Extracted text:
69. Mount : STEED. A horse is a horse, of course...


1. Pigs out (on) : OD'S.

2. Center of gravity? : VEE.  Tricky.

3. Presidential nickname : ABE.

4. Petrol unit : LITRE. You see, they do not say gasoline, so...

5. Gave up a seat : STOOD. So simple, but the political aspect slowed me. In the UK, they stand for Parliament, I think, even more confusing.

6. One of six British kings : GEORGE. I am still waiting for King Ringo.

7. Year in Tuscany : ANNO. Year in Italian, the same word as Latin.

8. "Wait for me" : STAY HERE.

9. Pension law signed by Ford, briefly : ERISA. Employee Retirement Income Security Act

10. Jordan neighbor: Abbr. : SYRia.

11. Gillette razor : TRAC II. Along with ATRA, regular crossword stuff.

12. Hole enlarger : REAMER. hard to remain pc with this clue/fill.

13. Cleave : ADHERE.

21. Comes to the surface : BOBS UP.

22. Harsh-sounding, to some : ATONAL. And MUSIC (2:16)  to others.

Supplied data:
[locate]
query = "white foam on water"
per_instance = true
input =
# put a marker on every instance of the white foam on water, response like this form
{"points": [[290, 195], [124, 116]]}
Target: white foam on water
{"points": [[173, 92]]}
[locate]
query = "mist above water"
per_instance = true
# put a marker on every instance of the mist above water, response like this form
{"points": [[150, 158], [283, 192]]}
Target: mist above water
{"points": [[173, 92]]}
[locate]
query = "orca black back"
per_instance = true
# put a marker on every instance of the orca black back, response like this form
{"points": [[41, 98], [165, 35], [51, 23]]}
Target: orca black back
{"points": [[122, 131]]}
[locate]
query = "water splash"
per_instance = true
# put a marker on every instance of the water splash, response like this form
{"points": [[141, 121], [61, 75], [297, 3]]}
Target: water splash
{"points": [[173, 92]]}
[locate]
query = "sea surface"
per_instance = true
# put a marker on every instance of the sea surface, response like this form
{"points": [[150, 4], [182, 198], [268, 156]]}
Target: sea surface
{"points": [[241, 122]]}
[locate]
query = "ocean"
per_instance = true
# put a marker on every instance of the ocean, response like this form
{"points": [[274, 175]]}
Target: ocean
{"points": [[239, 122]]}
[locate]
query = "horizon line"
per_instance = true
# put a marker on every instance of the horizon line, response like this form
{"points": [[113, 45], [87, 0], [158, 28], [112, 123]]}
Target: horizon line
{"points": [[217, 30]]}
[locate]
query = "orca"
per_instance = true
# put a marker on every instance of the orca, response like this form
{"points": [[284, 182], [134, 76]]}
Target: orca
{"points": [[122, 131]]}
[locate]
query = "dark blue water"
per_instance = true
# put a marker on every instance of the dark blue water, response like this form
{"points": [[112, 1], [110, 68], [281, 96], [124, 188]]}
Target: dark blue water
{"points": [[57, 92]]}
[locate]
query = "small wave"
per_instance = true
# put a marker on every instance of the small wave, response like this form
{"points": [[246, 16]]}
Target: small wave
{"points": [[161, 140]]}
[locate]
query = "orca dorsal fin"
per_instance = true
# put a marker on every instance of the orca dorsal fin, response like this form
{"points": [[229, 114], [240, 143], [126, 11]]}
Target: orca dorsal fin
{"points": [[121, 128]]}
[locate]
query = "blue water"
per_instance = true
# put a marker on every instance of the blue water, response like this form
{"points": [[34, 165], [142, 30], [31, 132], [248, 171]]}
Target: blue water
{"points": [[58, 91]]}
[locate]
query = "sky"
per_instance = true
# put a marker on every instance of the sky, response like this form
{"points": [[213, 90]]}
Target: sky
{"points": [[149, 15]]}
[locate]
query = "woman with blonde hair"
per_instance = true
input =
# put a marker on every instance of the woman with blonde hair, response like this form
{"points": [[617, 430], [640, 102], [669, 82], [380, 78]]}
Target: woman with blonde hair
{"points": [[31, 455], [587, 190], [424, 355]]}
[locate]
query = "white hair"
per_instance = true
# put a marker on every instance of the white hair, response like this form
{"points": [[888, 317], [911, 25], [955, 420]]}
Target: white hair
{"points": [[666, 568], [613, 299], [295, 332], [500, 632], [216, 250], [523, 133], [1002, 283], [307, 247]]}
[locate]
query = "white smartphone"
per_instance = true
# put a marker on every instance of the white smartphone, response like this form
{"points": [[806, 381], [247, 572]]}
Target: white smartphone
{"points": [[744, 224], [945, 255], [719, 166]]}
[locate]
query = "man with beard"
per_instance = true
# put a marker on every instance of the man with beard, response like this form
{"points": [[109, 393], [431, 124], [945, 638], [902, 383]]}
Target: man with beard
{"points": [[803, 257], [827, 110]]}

To be done:
a) Update the crossword notes from "69. Mount : STEED." up to and including "even more confusing.", and replace "gasoline" with "gas".
b) Answer these questions from the crossword notes:
(i) What does ERISA stand for?
(ii) Which other razor name is called regular crossword stuff along with TRAC II?
(iii) Which language uses the same word as Italian for "year"?

Set of answers:
a)
69. Mount : STEED. A horse is a horse, of course...


1. Pigs out (on) : OD'S.

2. Center of gravity? : VEE.  Tricky.

3. Presidential nickname : ABE.

4. Petrol unit : LITRE. You see, they do not say gas, so...

5. Gave up a seat : STOOD. So simple, but the political aspect slowed me. In the UK, they stand for Parliament, I think, even more confusing.

b)
(i) Employee Retirement Income Security Act
(ii) ATRA
(iii) Latin